Photo-based point labeling data
━━━━━━━━━━━━━━━━
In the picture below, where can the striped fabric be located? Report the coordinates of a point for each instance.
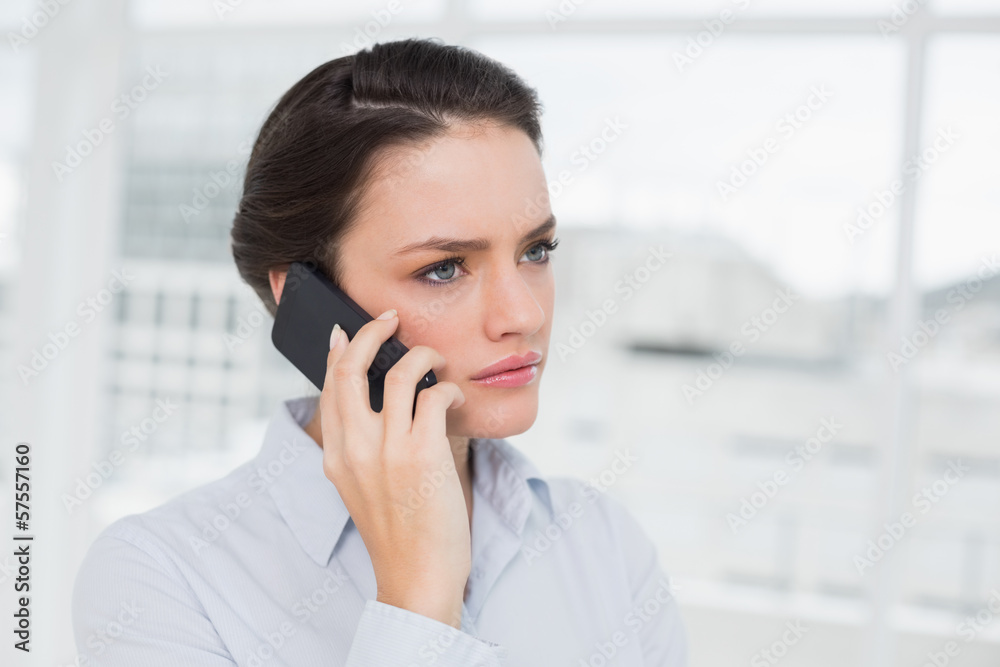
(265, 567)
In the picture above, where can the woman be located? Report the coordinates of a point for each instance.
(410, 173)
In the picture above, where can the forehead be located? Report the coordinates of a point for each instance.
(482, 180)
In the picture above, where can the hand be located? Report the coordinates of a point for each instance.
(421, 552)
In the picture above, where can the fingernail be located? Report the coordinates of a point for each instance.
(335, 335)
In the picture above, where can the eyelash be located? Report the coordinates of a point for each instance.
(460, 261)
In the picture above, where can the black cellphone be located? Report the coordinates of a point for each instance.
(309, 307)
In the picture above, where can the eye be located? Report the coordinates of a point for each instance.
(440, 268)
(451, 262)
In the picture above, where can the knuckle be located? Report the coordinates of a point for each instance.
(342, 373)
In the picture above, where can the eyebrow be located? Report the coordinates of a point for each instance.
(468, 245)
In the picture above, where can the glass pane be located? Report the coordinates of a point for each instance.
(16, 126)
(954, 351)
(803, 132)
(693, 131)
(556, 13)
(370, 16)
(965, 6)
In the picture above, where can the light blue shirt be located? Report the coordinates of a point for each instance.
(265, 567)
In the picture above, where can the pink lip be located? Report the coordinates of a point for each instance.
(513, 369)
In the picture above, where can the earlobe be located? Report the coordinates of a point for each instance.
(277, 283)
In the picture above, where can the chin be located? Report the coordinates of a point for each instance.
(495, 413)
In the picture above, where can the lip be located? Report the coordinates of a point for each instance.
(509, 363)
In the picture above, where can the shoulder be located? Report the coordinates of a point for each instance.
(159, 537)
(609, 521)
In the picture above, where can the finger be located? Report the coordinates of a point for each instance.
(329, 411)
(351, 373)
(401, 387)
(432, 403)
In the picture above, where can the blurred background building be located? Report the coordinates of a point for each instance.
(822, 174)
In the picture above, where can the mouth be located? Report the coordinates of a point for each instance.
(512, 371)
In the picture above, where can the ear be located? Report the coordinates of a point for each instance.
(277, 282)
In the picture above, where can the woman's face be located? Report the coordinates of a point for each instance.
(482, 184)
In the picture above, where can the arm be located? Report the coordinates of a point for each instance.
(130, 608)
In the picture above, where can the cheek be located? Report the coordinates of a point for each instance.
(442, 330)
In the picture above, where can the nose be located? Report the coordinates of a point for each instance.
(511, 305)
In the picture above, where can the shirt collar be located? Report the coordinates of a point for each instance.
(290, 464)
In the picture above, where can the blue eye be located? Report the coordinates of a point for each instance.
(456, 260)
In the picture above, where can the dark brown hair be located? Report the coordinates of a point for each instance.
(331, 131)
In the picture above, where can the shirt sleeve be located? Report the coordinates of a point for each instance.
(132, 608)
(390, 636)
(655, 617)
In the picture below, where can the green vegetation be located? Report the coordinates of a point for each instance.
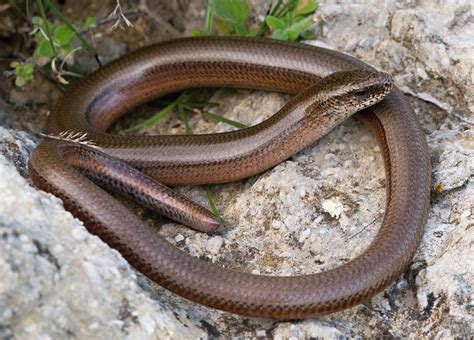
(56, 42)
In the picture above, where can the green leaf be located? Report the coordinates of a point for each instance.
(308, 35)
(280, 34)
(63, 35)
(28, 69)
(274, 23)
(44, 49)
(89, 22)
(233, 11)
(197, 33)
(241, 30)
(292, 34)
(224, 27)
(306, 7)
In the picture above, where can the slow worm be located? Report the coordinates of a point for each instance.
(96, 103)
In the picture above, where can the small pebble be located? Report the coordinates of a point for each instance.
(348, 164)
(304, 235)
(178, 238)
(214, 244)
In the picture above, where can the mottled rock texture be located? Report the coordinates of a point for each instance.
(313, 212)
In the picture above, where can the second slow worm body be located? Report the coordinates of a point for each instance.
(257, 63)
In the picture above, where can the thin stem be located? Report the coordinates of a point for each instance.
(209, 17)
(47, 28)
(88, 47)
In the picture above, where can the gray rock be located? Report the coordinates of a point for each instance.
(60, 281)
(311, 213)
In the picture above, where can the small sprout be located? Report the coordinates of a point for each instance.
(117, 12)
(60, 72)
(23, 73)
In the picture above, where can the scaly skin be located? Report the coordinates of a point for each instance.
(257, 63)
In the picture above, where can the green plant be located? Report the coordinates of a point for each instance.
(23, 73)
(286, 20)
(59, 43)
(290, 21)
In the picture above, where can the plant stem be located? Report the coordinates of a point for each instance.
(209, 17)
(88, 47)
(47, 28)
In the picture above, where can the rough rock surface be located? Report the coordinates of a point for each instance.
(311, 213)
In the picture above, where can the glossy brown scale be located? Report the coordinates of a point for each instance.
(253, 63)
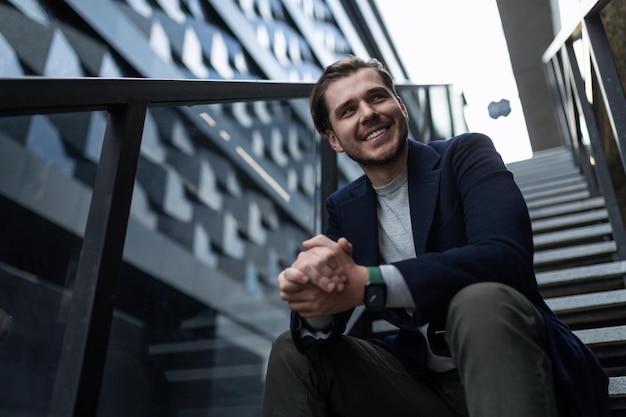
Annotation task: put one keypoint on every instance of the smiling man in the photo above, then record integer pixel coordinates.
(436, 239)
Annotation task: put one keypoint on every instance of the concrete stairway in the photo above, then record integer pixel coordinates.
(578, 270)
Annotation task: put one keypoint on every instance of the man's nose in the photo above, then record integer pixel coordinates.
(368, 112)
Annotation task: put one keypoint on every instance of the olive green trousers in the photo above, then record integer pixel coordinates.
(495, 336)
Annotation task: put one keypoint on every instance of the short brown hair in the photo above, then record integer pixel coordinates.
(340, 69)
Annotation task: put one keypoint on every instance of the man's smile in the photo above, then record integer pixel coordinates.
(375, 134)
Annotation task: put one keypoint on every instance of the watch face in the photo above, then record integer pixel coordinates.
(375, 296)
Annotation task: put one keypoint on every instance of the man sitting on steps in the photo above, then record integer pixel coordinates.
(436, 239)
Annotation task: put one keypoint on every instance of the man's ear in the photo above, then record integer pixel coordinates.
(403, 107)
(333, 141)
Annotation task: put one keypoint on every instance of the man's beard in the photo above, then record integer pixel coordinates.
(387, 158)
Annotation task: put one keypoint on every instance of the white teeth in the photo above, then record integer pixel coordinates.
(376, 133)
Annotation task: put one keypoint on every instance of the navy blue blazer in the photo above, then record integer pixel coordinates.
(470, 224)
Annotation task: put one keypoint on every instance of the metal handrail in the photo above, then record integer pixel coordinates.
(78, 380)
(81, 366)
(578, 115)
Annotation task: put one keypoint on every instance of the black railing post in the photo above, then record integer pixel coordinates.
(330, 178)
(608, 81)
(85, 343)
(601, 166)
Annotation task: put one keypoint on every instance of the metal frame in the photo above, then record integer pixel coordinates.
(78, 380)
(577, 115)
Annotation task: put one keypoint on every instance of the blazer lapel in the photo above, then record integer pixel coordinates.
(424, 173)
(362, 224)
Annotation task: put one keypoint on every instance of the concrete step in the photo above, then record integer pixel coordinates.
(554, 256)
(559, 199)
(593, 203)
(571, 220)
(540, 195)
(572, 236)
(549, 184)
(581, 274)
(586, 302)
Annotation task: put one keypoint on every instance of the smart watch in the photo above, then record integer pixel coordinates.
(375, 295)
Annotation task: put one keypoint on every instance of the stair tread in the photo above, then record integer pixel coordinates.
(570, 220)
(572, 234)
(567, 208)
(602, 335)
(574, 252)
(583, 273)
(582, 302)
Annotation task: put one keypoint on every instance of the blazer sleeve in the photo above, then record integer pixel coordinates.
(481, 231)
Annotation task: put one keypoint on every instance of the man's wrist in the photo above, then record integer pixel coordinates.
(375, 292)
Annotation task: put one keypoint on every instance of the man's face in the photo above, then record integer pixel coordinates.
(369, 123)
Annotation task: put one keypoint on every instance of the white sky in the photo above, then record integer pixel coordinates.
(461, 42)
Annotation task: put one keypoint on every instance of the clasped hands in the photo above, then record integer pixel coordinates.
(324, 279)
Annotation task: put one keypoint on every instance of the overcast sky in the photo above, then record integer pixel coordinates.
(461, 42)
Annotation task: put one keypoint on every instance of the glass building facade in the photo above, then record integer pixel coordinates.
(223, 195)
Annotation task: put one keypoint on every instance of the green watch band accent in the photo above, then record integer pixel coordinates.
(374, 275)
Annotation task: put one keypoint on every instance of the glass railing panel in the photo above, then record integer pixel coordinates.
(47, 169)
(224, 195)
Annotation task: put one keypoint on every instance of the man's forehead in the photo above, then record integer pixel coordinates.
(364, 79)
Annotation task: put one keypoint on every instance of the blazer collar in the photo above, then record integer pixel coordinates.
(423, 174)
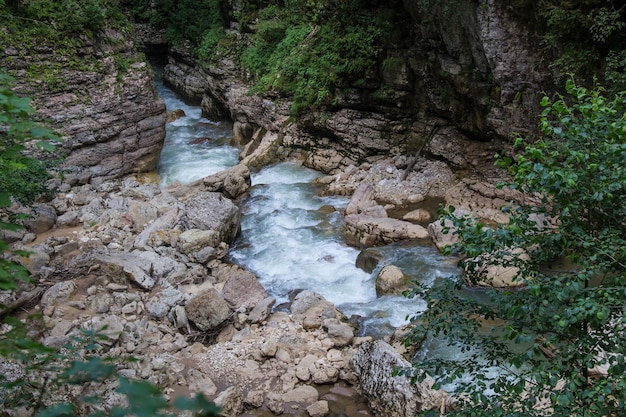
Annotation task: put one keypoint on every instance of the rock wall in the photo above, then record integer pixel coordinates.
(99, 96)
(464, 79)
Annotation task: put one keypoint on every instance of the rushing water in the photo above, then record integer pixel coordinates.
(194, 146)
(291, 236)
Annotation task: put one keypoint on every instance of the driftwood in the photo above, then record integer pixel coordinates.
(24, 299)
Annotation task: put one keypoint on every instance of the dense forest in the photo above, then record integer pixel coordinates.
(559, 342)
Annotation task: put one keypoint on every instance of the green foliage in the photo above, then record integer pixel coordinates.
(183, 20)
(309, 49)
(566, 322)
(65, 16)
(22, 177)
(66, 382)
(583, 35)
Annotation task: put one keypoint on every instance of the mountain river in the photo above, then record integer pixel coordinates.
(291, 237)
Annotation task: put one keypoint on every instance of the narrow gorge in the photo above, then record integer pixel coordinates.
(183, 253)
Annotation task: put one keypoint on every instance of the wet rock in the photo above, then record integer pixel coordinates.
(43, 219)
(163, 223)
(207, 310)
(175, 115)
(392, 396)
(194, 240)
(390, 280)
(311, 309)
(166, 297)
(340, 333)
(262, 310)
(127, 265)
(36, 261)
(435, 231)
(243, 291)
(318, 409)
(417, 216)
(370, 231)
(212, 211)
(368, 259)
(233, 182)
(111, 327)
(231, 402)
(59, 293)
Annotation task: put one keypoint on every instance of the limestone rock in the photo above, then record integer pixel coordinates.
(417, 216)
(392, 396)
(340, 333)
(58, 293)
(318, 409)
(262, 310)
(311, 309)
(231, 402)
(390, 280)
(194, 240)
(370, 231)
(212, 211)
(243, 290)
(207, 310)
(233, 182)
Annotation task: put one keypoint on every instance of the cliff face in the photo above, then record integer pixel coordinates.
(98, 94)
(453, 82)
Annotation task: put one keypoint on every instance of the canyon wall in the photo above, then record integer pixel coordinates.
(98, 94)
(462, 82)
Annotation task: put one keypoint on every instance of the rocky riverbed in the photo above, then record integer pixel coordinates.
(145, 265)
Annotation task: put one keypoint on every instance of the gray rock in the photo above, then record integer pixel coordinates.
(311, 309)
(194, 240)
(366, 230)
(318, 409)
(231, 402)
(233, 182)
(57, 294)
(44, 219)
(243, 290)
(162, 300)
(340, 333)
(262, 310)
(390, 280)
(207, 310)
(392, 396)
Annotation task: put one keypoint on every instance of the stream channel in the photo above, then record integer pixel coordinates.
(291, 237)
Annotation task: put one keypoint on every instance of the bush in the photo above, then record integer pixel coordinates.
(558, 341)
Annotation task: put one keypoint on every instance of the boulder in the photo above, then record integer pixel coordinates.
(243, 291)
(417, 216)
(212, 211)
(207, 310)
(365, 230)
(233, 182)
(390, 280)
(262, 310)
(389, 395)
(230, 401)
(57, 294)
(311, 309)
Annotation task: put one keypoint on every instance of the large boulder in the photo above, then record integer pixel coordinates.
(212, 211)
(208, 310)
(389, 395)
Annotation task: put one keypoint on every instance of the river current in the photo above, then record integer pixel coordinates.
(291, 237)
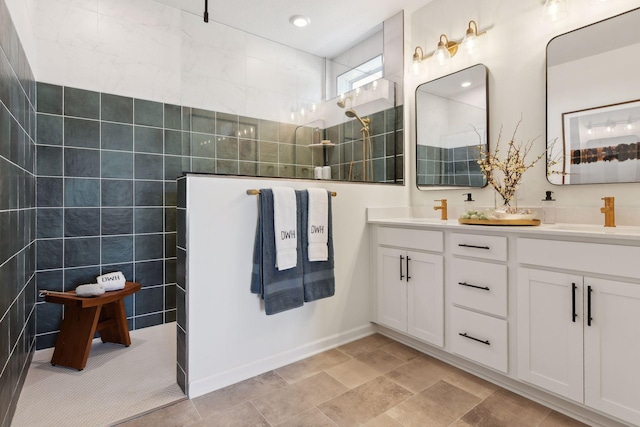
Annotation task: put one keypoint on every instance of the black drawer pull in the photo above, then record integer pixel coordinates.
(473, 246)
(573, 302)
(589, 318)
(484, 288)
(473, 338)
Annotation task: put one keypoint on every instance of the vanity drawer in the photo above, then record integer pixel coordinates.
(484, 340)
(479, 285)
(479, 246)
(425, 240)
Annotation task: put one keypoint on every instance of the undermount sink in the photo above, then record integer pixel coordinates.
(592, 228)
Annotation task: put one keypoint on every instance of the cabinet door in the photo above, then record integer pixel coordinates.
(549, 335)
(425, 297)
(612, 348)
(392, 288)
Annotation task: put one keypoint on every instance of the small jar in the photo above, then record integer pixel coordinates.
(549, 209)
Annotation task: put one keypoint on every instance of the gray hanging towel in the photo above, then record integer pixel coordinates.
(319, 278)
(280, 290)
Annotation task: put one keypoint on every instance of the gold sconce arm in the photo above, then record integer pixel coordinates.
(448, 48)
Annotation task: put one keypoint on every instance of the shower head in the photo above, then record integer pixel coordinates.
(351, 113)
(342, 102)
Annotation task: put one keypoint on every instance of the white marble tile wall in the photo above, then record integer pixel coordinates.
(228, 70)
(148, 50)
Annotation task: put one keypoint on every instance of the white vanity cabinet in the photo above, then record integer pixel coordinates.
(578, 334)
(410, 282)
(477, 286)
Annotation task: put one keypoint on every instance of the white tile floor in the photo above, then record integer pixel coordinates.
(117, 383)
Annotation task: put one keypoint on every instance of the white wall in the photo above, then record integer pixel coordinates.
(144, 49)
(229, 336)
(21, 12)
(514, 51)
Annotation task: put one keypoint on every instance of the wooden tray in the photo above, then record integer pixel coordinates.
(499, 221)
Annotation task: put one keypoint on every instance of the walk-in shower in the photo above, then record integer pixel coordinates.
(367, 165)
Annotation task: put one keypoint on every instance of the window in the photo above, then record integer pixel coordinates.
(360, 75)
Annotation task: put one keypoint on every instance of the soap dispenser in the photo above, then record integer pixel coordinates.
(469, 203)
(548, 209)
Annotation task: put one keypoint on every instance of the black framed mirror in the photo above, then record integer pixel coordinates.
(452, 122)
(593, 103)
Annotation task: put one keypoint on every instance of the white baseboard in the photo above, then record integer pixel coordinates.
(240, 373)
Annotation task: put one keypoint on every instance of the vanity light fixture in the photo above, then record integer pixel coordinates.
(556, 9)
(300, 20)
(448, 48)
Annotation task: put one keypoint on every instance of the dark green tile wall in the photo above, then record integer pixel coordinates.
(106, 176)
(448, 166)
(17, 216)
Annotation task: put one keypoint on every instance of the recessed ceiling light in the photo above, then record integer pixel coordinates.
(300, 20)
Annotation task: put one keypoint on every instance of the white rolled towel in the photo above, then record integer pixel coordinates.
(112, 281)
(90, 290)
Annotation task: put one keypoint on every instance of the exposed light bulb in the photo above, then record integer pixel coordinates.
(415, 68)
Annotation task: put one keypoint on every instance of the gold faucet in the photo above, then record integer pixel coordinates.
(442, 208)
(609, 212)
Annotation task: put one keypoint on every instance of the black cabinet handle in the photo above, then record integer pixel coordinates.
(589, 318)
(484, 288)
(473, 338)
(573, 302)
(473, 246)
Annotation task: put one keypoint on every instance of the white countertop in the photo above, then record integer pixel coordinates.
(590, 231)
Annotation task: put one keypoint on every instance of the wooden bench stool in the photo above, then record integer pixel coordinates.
━━━━━━━━━━━━━━━━
From the "the vanity light" line to the close of the listing, restate each line word for word.

WORKED ANSWER>
Annotation task: put one keypoint on every instance of the vanity light fixture in the photo above, then record integer pixel coordinates.
(556, 9)
(300, 20)
(448, 48)
Annotation task: put one keypoint on every instance of the dark green tile wall in the photo above, then record integer pixel coordinates.
(106, 176)
(448, 166)
(17, 216)
Annotation task: put one keypoint on every instance of the recessed ceiling light in the photo above, then record integer pixel coordinates.
(300, 20)
Annotation task: put one keypoint on every instance of the white rolled towel in the photo above, then record integer pixel coordinates.
(112, 281)
(90, 290)
Annotation task: put one keypoint on every instance of the exposed light bulb in the photo above, then record integer pixel coordinates.
(415, 68)
Annotation task: put one keypoint on every instance of the gold faucet in the photo above, then record integer pixel coordinates.
(442, 208)
(609, 212)
Annotation task: put one keypoint on every instance of the black cabinet handle in the photo above, then record integer pixel coordinates.
(589, 318)
(484, 288)
(473, 338)
(573, 302)
(473, 246)
Annotation task: put one keypoint on every instance of the white countertop in the photo above, then record integer pixel coordinates.
(590, 231)
Annotation task: put one keypoint on every instance of the wooden bench stool in the photo above, then record integer pixel coordinates.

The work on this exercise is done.